AIM OF THE EXERCISE
Reproduce verbatim the data below, from its first line through the line containing "negative clicks: (451, 199)", with both ends included.

THE DATA
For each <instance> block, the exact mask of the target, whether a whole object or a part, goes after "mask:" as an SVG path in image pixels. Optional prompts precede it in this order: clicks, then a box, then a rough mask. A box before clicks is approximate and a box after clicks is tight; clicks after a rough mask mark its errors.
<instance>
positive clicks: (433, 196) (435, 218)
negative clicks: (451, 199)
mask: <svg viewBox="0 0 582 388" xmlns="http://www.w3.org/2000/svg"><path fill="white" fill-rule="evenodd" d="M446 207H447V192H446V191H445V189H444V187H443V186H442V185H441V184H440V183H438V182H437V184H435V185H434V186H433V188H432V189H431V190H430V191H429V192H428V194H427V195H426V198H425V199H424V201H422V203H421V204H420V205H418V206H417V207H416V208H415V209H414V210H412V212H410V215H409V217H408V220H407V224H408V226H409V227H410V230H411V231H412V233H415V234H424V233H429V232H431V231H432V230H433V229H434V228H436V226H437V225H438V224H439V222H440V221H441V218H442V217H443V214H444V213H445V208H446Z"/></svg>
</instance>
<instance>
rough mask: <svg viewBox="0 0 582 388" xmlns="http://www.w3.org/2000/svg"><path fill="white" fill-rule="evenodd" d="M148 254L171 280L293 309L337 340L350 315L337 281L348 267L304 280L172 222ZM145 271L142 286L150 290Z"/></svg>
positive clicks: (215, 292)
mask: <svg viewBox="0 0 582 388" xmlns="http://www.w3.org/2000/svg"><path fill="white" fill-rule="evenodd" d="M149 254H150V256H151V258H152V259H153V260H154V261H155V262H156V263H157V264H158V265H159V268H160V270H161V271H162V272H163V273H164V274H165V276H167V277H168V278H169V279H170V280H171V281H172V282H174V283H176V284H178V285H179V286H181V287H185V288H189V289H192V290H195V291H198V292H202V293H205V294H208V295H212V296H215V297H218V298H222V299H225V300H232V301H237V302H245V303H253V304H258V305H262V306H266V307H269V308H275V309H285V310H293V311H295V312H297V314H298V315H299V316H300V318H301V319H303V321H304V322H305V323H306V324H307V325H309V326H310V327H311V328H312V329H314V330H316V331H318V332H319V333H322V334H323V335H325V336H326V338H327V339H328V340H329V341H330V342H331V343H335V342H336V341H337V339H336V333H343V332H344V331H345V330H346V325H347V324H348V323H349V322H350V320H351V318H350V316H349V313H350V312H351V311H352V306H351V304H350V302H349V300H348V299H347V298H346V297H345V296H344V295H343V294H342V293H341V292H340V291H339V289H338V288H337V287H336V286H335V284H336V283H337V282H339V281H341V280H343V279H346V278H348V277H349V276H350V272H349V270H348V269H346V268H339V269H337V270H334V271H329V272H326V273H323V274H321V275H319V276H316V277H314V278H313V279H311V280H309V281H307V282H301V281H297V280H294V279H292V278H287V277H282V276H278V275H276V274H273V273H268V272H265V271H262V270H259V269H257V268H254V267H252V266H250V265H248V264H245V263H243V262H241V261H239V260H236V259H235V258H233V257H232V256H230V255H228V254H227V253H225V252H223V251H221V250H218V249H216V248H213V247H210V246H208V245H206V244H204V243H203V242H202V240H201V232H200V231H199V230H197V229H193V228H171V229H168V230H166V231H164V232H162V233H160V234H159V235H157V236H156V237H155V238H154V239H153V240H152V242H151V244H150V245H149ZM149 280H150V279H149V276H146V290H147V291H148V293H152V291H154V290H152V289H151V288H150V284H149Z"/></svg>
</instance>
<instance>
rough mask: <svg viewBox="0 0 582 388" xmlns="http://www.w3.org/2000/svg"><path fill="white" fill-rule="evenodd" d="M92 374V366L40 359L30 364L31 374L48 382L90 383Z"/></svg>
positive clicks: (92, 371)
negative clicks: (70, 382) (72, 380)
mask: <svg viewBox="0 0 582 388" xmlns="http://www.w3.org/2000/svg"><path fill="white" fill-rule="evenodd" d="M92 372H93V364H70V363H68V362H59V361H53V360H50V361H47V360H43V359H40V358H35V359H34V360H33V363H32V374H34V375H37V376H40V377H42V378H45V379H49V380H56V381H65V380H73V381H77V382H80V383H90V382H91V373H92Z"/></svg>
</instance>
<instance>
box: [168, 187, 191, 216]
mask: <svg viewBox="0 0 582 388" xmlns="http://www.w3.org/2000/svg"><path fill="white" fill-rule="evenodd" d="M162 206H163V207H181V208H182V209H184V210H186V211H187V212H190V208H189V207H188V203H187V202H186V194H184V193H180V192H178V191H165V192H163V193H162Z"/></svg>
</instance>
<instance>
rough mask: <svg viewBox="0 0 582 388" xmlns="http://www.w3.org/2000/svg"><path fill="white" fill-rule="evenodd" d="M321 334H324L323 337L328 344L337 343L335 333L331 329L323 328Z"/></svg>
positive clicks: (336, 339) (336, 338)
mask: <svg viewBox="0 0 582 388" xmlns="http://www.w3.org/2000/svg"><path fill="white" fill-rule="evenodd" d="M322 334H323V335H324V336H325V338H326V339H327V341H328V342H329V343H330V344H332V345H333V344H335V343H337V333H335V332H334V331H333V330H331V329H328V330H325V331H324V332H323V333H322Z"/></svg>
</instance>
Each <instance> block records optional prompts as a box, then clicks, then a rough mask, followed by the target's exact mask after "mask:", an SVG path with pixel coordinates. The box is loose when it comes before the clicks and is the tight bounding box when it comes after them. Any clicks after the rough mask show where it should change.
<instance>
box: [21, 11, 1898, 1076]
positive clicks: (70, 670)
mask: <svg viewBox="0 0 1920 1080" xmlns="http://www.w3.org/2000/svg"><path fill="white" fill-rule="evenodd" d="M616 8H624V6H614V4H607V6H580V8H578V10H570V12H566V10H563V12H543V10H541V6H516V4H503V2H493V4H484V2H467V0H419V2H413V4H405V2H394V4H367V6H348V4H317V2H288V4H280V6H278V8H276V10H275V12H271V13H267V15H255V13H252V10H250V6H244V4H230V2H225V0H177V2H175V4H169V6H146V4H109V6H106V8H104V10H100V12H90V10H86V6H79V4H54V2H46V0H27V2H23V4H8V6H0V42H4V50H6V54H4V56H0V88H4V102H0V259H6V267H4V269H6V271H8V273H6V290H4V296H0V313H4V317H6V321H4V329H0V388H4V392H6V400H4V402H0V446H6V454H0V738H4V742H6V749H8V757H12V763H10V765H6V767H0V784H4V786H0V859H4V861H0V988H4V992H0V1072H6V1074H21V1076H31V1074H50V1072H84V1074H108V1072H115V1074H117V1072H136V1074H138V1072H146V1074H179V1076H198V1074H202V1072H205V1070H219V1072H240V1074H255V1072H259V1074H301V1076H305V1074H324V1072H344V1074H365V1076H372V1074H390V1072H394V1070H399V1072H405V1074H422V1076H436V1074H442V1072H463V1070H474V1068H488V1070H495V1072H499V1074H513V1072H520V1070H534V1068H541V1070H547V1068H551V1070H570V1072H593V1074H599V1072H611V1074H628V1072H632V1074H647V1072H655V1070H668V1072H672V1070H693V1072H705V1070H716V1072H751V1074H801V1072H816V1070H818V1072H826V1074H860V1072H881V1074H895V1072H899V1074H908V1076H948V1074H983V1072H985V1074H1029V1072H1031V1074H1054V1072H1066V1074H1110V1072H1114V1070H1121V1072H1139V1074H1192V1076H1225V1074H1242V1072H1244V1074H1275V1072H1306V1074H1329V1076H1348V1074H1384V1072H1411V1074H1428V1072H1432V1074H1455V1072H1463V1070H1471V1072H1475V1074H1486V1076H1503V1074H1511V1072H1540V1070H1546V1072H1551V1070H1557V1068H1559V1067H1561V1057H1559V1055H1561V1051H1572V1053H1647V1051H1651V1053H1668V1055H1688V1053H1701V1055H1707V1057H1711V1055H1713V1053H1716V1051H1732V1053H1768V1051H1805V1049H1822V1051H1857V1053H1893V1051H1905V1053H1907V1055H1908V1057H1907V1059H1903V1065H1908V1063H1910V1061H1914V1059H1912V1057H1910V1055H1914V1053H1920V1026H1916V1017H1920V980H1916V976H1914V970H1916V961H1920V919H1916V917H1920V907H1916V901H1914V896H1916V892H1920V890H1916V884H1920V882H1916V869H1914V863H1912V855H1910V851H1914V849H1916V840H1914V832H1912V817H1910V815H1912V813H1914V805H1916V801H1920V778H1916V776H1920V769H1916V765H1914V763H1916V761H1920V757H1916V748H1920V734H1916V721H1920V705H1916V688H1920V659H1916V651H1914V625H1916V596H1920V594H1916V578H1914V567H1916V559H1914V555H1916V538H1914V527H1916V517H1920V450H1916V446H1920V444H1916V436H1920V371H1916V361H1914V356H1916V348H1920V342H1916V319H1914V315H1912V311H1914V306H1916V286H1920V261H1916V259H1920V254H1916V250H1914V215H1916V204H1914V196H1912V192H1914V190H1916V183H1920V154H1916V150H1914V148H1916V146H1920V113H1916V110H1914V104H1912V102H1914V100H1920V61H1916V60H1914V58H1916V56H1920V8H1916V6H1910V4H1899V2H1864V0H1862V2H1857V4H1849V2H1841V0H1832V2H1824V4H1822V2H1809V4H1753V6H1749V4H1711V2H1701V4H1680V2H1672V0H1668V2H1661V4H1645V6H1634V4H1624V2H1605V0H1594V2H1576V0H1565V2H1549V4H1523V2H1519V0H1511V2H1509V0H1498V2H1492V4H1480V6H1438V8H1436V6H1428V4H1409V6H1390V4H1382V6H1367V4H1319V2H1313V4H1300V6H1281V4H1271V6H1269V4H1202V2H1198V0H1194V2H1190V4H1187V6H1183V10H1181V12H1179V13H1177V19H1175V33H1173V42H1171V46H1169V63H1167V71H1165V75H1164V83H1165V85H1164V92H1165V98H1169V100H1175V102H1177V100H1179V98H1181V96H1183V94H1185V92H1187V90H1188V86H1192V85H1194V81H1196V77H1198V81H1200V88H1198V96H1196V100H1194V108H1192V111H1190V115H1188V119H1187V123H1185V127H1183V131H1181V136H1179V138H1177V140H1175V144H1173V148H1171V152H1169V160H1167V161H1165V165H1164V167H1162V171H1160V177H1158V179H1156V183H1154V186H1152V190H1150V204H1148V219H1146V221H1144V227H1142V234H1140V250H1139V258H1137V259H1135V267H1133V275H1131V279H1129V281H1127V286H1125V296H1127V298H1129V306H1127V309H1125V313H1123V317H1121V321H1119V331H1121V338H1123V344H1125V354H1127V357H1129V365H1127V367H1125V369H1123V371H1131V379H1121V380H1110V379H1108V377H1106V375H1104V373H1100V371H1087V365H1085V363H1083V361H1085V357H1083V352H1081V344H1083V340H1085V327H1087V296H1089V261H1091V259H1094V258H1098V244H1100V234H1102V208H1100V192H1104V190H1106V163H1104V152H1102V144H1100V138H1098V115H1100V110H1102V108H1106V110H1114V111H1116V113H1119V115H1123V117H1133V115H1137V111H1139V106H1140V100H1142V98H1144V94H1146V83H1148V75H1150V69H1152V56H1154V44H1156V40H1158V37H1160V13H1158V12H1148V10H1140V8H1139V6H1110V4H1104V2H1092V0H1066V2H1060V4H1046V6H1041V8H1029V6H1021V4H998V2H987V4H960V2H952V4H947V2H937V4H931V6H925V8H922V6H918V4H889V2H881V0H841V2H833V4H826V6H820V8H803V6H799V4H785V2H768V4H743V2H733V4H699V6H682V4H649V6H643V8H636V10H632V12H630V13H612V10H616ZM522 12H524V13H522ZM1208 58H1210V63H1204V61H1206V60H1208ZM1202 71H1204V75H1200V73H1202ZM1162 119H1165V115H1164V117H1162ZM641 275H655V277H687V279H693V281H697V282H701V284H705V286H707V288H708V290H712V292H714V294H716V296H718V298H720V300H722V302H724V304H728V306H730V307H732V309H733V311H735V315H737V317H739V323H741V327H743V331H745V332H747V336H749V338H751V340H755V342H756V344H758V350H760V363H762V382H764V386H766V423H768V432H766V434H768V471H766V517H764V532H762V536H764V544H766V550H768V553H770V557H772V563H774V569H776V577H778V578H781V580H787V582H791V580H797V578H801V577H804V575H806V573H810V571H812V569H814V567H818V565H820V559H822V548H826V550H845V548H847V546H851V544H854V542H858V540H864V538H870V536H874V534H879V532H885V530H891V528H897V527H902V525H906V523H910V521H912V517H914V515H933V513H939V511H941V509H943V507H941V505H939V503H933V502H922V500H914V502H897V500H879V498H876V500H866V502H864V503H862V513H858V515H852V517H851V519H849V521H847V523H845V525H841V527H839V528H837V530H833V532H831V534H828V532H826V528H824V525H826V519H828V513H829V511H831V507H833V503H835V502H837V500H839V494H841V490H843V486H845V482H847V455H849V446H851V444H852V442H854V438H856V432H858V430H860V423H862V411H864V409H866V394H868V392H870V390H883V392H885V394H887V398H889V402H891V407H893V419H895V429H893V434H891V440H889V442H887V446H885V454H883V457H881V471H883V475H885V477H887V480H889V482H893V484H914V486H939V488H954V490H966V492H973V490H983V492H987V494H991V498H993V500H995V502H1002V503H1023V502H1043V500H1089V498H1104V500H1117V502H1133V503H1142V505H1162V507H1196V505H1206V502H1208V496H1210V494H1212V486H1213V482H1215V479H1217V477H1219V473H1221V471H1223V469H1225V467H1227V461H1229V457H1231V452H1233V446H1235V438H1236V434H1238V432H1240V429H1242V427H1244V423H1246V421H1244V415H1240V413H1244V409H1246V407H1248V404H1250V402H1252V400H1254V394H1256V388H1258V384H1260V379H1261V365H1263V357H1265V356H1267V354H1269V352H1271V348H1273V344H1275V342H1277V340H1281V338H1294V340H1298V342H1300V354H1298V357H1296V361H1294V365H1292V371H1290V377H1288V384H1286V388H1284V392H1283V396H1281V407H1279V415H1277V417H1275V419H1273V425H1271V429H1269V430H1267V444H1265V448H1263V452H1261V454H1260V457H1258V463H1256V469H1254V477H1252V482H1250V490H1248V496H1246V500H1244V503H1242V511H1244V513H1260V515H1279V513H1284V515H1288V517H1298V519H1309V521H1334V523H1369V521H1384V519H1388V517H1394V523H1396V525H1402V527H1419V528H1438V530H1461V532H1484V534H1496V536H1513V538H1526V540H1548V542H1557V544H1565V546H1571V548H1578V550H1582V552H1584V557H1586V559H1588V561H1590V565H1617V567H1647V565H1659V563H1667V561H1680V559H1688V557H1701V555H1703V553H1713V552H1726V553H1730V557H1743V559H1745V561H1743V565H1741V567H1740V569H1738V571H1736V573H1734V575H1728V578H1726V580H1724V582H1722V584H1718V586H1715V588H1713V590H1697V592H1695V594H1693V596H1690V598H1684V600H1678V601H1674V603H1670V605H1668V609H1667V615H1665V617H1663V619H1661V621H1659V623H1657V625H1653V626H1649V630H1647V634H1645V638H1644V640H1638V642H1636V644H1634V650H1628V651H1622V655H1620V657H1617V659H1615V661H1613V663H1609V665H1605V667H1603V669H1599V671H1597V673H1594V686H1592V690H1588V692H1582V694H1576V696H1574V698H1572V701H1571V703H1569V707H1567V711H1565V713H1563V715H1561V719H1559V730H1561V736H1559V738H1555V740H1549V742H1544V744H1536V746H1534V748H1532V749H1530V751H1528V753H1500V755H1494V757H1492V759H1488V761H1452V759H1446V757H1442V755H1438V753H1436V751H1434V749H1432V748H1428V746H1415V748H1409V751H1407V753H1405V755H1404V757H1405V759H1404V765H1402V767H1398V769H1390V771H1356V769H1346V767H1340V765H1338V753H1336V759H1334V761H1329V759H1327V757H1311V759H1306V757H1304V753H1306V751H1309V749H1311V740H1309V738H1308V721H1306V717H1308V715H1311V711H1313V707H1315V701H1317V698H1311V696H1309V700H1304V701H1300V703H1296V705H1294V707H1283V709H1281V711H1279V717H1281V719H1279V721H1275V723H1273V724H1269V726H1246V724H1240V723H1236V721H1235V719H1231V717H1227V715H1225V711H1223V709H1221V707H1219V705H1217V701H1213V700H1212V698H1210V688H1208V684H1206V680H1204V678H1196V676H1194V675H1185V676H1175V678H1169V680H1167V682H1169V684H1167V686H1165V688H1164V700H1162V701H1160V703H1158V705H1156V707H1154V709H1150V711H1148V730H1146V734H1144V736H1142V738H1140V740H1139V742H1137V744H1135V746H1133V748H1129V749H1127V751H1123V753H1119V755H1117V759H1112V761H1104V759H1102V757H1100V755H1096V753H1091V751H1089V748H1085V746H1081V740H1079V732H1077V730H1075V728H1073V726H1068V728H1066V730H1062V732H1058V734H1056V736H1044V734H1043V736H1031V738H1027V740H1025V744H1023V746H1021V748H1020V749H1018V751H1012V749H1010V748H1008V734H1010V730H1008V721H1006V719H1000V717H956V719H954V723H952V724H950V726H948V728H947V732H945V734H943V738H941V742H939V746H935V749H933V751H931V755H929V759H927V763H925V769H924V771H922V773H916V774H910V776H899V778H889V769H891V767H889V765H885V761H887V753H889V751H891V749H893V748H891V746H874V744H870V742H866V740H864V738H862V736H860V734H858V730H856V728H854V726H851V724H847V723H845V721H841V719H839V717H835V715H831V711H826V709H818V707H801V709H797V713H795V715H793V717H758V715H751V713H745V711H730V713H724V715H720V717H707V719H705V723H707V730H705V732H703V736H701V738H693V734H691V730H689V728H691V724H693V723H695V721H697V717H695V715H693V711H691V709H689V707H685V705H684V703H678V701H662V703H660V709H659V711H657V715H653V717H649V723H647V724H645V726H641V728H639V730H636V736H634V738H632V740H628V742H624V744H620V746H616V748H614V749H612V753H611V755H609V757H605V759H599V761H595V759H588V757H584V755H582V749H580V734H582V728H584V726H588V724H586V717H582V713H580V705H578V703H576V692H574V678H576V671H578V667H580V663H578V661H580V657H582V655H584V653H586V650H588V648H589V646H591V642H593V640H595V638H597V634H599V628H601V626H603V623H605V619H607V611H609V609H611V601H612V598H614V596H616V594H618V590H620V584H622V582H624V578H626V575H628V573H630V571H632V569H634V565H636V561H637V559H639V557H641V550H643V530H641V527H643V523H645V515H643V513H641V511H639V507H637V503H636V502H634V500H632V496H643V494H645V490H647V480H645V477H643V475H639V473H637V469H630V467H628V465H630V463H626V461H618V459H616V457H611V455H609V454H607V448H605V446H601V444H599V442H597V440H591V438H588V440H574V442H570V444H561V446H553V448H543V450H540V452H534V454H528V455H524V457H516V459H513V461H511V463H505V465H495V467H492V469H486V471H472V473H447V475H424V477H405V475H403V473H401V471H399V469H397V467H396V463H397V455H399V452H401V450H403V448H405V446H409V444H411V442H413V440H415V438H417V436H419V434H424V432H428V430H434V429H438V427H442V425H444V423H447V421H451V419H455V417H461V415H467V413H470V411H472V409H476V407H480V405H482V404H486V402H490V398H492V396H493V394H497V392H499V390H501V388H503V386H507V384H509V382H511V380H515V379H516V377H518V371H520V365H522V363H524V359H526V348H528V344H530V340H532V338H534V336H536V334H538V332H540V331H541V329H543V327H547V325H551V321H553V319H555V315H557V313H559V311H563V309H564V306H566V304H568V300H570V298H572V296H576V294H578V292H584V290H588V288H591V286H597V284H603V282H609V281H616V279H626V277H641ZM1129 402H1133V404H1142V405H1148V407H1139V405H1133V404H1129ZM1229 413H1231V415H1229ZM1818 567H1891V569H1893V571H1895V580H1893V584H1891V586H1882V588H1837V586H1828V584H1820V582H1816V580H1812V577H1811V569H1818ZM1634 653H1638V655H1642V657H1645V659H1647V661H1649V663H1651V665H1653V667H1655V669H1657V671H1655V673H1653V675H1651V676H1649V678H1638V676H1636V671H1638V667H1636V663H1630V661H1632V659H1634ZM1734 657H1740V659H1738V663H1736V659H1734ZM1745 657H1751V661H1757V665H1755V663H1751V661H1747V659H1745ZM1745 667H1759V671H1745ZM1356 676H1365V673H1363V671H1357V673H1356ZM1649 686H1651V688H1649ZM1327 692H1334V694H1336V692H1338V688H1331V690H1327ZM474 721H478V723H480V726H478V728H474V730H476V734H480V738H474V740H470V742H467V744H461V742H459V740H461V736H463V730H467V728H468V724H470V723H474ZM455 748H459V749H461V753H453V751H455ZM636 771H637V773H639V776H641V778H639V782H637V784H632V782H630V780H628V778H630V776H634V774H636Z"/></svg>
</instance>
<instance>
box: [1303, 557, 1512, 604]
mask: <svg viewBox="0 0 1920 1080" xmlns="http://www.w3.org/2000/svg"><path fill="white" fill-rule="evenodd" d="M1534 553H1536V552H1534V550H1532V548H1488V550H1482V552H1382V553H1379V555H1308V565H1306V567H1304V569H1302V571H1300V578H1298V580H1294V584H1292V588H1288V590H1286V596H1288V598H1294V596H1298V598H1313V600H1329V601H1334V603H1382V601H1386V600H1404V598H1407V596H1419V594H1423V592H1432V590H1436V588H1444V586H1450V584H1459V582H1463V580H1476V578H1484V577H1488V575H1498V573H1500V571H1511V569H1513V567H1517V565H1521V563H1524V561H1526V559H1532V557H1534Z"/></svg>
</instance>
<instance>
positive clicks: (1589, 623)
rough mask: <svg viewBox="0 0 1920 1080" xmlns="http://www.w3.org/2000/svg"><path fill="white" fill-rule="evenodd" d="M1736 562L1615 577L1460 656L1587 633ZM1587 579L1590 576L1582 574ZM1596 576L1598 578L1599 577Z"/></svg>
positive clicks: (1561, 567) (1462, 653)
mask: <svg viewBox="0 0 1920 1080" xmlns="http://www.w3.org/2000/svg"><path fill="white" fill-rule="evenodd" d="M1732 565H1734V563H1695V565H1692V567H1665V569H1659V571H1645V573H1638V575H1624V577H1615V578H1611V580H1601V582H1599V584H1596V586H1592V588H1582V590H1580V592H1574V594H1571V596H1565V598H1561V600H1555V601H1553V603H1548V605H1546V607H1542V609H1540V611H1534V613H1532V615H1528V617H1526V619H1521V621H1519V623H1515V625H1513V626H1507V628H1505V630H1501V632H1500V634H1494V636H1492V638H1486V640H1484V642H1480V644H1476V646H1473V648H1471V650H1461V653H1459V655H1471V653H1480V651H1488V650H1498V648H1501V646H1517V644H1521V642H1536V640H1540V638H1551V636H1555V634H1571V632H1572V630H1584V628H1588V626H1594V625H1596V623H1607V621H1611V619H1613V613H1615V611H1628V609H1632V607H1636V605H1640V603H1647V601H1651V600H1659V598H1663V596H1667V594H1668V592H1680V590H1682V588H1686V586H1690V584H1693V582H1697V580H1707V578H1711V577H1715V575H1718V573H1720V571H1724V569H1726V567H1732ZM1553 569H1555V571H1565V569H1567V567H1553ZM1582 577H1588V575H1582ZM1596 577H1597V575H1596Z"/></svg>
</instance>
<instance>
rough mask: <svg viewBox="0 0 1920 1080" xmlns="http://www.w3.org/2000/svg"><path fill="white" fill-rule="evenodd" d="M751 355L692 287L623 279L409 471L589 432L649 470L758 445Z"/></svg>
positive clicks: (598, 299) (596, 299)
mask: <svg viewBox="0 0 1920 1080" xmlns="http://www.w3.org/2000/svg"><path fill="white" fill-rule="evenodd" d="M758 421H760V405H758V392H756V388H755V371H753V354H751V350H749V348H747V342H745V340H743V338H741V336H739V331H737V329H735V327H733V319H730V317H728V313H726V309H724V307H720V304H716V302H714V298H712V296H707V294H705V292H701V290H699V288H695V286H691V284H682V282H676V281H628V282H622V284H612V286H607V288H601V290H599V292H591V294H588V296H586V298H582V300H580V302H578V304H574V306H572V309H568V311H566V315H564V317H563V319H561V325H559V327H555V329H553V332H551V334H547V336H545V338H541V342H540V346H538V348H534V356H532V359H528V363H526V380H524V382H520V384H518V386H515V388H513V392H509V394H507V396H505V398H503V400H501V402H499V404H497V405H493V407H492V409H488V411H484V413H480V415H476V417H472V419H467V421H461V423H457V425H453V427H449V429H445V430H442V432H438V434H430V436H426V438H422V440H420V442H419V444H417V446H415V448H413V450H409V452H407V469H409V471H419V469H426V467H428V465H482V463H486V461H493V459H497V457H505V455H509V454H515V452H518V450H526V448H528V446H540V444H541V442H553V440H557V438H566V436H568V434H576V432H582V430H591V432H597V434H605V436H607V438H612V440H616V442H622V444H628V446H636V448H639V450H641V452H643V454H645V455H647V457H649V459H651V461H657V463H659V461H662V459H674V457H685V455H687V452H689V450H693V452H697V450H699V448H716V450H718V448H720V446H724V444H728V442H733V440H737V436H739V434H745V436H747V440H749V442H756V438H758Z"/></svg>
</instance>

SOLUTION TO THE PROBLEM
For each <instance> block, the exact mask of the target, whether a whole object or a part, goes after "mask:" as an SVG path in image pixels. Optional prompts precede it in this order: clicks, then a box, then a rough mask. A box before clicks is approximate and a box after clicks is tight; clicks after a rough mask mark its errors.
<instance>
positive clicks: (433, 196) (435, 218)
negative clicks: (451, 199)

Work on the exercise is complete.